[Page excerpt]:
※
Wrong.  Except when SEEK_END fails, we screw up and claim it extends
to offset -1.  More wrong.

Fortunately, these seeks are very unlikely to fail.  Fix it anyway, by
returning failure.  The caller will then pretend there are no holes.
Inaccurate, but safe.

Signed-off-by: Markus Armbruster <armbru@redhat.com>
---
 block/raw-posix.c | 5 +++--
 1 file changed, 3 insertions(+), 2 deletions(-)

Comments

Max Reitz Nov. 13, 2014, 10:22 a.m. UTC | #1
On 2014-11-13 at 11:17, Markus Armbruster wrote:
> When SEEK_HOLE tells us we're in a hole, we try SEEK_DATA to find its
> end.  When that fails, we pretend the hole extends to the end of file.
> Wrong.  Except when SEEK_END fails, we screw up and claim it extends
> to offset -1.  More wrong.
>
> Fortunately, these seeks are very unlikely to fail.  Fix it anyway, by
> returning failure.  The caller will then pretend there are no holes.
> Inaccurate, but safe.
>
> Signed-off-by: Markus Armbruster <armbru@redhat.com>
> ---
>   block/raw-posix.c | 5 +++--
>   1 file changed, 3 insertions(+), 2 deletions(-)

Reviewed-by: Max Reitz <mreitz@redhat.com>
Kevin Wolf Nov. 13, 2014, 1:03 p.m. UTC | #2
Am 13.11.2014 um 11:17 hat Markus Armbruster geschrieben:
> When SEEK_HOLE tells us we're in a hole, we try SEEK_DATA to find its
> end.  When that fails, we pretend the hole extends to the end of file.
> Wrong.

Wrong only in some cases, see below.

> Except when SEEK_END fails, we screw up and claim it extends
> to offset -1.  More wrong.
> 
> Fortunately, these seeks are very unlikely to fail.  Fix it anyway, by
> returning failure.  The caller will then pretend there are no holes.
> Inaccurate, but safe.
> 
> Signed-off-by: Markus Armbruster <armbru@redhat.com>
> ---
>  block/raw-posix.c | 5 +++--
>  1 file changed, 3 insertions(+), 2 deletions(-)
※
[Data extract]:
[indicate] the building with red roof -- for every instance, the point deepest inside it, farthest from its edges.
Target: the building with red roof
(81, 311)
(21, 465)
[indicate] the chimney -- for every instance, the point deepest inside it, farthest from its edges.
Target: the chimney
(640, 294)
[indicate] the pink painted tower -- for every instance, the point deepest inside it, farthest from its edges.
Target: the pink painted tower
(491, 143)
※
[Challenge A]:
Answer these questions about the patch discussion, one line each:
(i) When SEEK_END fails, what offset does the code wrongly claim the hole extends to?
(ii) Which source file does the patch change?
(iii) What does Kevin Wolf say in reply to the word "Wrong."?
[Challenge B]:
List every constant beginning with SEEK_ that the patch discussion names.

[Full solution A]:
(i) Offset -1.
(ii) block/raw-posix.c
(iii) "Wrong only in some cases, see below."

[Full solution B]:
SEEK_HOLE, SEEK_DATA, SEEK_END